#### WRITTEN REQUEST:
Identify every line in the data below that contains the word "music" and copy each such line in full. Matches are case-sensitive.

#### EXTRACTED RECORDS:
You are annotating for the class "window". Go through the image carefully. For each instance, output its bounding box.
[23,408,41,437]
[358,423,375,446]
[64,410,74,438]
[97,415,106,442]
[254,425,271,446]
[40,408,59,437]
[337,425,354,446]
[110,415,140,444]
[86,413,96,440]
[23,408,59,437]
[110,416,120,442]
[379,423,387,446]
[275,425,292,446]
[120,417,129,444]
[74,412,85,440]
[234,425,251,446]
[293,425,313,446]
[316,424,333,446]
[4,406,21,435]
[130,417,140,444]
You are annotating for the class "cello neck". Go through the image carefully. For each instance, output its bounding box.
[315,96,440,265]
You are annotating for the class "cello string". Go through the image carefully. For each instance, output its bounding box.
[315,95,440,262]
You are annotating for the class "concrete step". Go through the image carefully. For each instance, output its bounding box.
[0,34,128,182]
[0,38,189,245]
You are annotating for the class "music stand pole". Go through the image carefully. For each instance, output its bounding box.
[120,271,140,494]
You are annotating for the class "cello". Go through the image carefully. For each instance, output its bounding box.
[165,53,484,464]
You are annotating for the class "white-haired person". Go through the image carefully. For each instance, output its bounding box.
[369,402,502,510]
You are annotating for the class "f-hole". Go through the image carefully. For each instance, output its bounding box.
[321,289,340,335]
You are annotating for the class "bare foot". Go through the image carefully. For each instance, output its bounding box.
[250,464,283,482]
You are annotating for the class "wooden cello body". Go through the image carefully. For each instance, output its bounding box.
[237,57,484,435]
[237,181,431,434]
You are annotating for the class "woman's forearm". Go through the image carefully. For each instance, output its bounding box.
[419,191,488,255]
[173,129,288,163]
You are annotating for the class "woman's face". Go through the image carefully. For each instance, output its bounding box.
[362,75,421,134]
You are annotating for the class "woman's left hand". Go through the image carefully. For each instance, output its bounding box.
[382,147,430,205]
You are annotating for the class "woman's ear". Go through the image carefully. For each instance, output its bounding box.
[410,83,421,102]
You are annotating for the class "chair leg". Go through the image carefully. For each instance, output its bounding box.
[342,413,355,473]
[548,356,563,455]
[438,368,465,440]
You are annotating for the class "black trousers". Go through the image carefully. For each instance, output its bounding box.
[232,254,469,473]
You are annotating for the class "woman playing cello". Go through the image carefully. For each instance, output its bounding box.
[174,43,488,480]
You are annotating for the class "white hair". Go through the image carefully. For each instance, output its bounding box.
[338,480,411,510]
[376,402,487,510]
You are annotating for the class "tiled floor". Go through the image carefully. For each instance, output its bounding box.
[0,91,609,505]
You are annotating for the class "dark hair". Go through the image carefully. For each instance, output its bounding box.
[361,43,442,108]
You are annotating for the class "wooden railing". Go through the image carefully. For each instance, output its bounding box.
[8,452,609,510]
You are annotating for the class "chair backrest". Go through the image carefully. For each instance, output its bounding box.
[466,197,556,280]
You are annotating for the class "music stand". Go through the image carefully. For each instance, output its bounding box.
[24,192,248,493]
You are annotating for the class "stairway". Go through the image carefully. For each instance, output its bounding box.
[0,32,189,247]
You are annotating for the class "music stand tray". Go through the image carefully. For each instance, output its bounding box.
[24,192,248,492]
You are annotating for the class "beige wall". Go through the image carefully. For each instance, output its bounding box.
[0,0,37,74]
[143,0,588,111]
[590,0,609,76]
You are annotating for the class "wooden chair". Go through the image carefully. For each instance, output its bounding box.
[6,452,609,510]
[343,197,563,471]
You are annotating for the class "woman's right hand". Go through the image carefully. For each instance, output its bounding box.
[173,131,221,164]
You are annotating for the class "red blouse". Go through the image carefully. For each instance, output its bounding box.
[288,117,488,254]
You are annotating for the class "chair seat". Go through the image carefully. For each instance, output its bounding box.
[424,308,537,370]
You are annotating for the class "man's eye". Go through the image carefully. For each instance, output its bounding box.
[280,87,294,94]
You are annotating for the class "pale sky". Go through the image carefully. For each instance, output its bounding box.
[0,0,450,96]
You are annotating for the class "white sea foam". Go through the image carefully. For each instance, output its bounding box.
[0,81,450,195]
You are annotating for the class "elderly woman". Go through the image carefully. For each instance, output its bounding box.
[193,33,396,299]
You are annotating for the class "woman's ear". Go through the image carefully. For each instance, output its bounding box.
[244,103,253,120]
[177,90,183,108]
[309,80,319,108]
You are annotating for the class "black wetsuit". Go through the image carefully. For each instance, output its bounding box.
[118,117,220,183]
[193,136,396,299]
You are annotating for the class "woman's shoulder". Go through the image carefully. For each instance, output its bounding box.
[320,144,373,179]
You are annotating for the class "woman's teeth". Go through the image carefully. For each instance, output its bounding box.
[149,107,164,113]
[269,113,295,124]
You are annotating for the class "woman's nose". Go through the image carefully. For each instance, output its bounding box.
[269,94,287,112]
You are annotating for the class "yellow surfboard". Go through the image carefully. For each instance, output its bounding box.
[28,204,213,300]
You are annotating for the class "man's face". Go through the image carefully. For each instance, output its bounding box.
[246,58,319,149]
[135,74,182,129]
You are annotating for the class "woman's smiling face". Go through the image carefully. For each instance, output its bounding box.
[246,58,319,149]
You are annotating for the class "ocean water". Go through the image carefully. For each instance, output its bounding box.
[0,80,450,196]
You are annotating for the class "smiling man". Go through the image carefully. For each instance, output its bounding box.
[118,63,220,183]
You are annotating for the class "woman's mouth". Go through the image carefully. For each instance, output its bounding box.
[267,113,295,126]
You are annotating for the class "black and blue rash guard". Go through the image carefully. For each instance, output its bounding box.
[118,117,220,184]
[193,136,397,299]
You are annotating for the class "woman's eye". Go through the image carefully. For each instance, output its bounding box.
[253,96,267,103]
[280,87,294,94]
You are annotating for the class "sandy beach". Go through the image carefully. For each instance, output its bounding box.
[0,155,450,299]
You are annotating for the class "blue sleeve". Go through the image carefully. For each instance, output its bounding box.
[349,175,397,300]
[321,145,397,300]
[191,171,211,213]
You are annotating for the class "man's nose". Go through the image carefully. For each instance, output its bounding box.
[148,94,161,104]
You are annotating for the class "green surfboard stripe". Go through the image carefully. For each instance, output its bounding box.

#### WRITTEN SOLUTION:
You are annotating for the class "music stand pole". Go through the image carefully. For each instance, output its bounding box.
You are annotating for the class "music stand". Go through the image carefully. For each instance, output its bounding box.
You are annotating for the class "music stand tray". Go through the image carefully. For each instance, output its bounding box.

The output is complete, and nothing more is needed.